As I’ve said a few times recently, the pace of big, buzzy streaming releases really seems to have slowed down over the last few weeks…then this week, there were a ton of new TV shows! But almost all of them were foreign imports from other English-speaking countries:
- Wilderness on Prime Video – UK
- The Gold on Paramount+ – UK
- Better on Hulu – UK
- Glow Up: Britain’s Next Make-Up Star on Netflix – UK
- Surviving Summer on Netflix – Australia
Even The CW had a UK import!
It’s tough to tell if this would have happened anyway, sans strikes, or if the streamers pivoted to global, English-language content due to the strikes. My gut is the latter, but I can’t prove it.
In addition to the British Streaming Invasion, we’ve got the return of Thursday Night Football (good news for Prime Video), the return of The Morning Show (good news for Apple TV+) and the arrival of comeback kid of the summer box office. Elemental (good news for Disney+). Those stories plus Fast X on Peacock, Reelgood’s share of viewership (which isn’t good for one particular streamer), a datecdote I missed on HBO, and more.
(Reminder: The streaming ratings report focuses on the U.S. market and compiles data from Nielsen’s weekly top ten viewership ranks, Showlabs, TV Time trend data, Samba TV household viewership, company datecdotes, and Netflix hours viewed data, Google Trends, and IMDb to determine the most popular content. While most data points are current, Nielsen’s data covers the weeks of September 11th to September 17th.)

# RECORDED INFORMATION

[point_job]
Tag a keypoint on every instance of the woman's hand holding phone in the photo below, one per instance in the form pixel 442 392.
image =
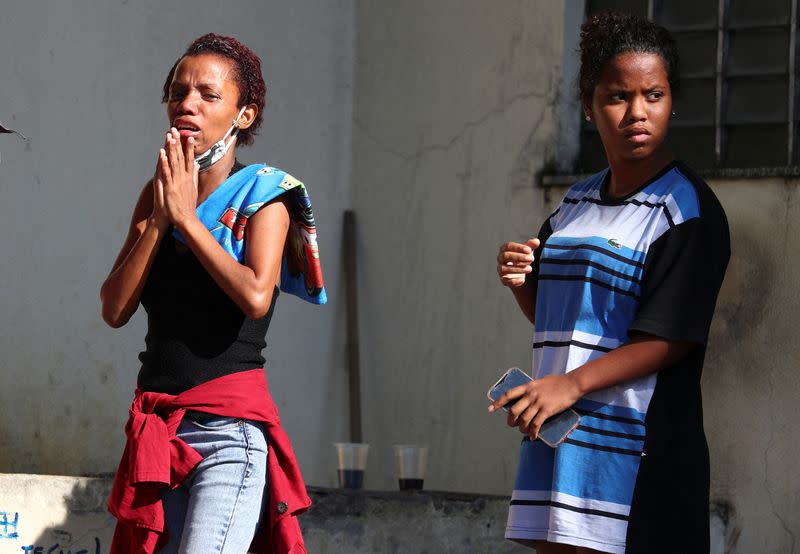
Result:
pixel 514 262
pixel 538 400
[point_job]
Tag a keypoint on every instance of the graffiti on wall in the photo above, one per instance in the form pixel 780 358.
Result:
pixel 9 529
pixel 9 525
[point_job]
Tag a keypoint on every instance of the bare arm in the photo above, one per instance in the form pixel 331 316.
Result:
pixel 550 395
pixel 513 264
pixel 122 289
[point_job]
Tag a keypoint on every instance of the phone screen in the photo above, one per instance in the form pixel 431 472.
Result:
pixel 514 377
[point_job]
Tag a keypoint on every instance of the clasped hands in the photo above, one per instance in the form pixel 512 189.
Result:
pixel 175 182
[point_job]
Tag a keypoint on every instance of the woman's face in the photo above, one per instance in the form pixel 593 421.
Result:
pixel 631 106
pixel 203 99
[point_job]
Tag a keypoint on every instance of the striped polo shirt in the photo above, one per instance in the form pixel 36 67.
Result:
pixel 608 267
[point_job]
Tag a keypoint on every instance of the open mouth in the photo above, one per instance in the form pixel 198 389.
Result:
pixel 186 130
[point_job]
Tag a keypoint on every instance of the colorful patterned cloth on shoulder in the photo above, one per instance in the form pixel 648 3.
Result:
pixel 226 211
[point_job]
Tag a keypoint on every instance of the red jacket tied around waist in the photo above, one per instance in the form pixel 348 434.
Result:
pixel 155 459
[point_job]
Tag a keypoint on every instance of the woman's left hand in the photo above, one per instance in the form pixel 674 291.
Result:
pixel 538 400
pixel 180 173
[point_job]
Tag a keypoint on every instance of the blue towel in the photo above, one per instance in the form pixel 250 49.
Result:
pixel 226 211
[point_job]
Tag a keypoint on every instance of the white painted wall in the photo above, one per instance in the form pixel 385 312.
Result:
pixel 83 80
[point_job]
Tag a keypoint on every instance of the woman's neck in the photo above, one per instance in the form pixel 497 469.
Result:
pixel 209 180
pixel 628 175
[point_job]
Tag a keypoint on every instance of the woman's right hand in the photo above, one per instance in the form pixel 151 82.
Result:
pixel 159 214
pixel 514 262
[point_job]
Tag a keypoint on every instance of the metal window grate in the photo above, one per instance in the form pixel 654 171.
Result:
pixel 737 107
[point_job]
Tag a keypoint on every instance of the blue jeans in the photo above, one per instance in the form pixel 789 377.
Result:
pixel 219 505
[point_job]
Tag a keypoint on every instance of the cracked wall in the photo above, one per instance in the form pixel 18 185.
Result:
pixel 456 112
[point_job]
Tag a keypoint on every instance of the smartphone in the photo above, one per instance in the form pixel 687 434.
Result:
pixel 556 428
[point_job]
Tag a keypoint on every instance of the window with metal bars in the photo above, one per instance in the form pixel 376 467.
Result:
pixel 737 107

# INSTRUCTIONS
1: Write out the records, starting at the first line and going on through the line with "pixel 514 377", both ends included, and leave the pictures out of your answer.
2: Continue the streaming ratings report from the point where it stops.
The streaming article and the records were taken from unrelated sources.

# ANSWERS PER TASK
1:
[point_job]
Tag a keypoint on every instance of the woman's hand holding phone in the photo below, one per instance in the form pixel 442 392.
image =
Result:
pixel 514 262
pixel 538 400
[point_job]
Tag a keypoint on every instance of the graffiti on wall in the photo above, one per instance in the form pixel 780 358.
Result:
pixel 9 529
pixel 9 525
[point_job]
Tag a keypoint on every instance of the bare arm in the photo above, one per instance in the form pixel 331 316.
Result:
pixel 550 395
pixel 513 264
pixel 122 289
[point_job]
Tag a keypoint on every instance of the phone screen in the photo above, one per instance in the form pixel 431 472.
Result:
pixel 514 377

2:
Sports – NFL Thursday Night Football on Amazon
The biggest debut of the week is…not a scripted TV show or film. The NFL is back on streaming, which means it’s going to be the first or second biggest show on streaming for the next few months:
(I usually include this “Nielsen Top 30” list each week at the end of the report. To explain it for new readers, this isn’t the actual top 30 shows in streaming each week, but Nielsen’s three top ten lists put in order. So I put “UNK” next to shows that we don’t know their total rank. Then I color-code the list by streamer)
(Oh, and while we’re talking Nielsen’s top thirty list, when I say the “streaming wars are getting more competitive”, this is partially what I mean. Look at how “colorful” that chart is! I give each streamer their own color, and this week seven different streamers made the charts. Over the last few months, the narrative that “Netflix has already won the streaming wars” returned in full force, and their stock price agrees. Looking at this chart, I wonder if that’s not a “trailing” indicator and if we might see another change in the narrative over the next 12 to 18 months. Don’t say I didn’t warn you…)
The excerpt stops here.